Lines that contain the string "Python" are the ones to list; copy all of them from the records.

▶ **Material provided**
┌────────

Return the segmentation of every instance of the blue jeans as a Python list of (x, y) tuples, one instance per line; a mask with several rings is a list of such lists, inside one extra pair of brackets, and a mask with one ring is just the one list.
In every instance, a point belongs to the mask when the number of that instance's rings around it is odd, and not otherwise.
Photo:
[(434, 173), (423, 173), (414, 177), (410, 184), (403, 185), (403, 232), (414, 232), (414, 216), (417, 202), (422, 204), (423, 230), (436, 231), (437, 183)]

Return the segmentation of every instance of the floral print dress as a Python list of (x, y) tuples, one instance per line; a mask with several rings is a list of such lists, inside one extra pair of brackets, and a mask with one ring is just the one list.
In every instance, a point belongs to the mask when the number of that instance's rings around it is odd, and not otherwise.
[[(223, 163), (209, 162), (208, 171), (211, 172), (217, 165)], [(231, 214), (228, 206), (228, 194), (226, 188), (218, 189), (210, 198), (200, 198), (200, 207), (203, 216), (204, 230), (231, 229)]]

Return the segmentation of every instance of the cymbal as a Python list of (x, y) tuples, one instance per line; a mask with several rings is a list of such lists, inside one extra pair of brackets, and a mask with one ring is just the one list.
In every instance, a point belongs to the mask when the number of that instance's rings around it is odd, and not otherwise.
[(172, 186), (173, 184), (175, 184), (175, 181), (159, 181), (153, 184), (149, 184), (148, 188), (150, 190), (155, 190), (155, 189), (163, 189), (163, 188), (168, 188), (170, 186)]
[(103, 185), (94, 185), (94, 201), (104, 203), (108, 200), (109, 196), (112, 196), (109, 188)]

└────────
┌────────

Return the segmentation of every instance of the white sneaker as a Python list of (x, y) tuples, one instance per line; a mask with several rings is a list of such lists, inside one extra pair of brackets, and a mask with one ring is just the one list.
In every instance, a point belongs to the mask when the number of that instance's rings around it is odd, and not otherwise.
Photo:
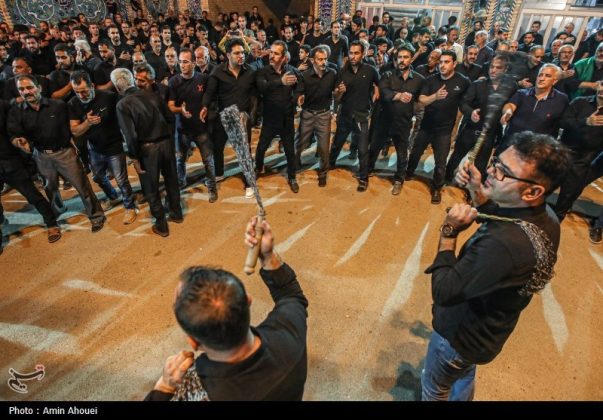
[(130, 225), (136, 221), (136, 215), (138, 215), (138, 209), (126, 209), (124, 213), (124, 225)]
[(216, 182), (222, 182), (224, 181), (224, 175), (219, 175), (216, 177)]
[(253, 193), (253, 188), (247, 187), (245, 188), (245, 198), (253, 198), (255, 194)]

└────────

▶ **Answer to this task**
Return the segmentation of every instance of the blue jeans as a Python list of (x, y) tuples, one instance per line; a mask with several rings is a list of such lists, inside one extra pair of brackets, and a mask with one ring is just the one list.
Return the segmentation of every instance of the floral print dress as a Python list of (x, y) tuples, one instance per line; a mask with several rings is a list of such lists, inside one extra pair of brackets, and a mask with one ring is just the one list.
Return the segmentation of every instance of the cymbal as a Python list of (x, y) tuples, one instance per line; a mask with several rings is a list of such lists, inside one extra pair of brackets, and a mask with one ring is just the one list.
Return the segmentation of every instance of the white sneaker as a Python list of (x, y) tuples, one instance per line; a mask with several rings is a list of such lists, inside one extra pair of brackets, and a mask with one ring is just the one list.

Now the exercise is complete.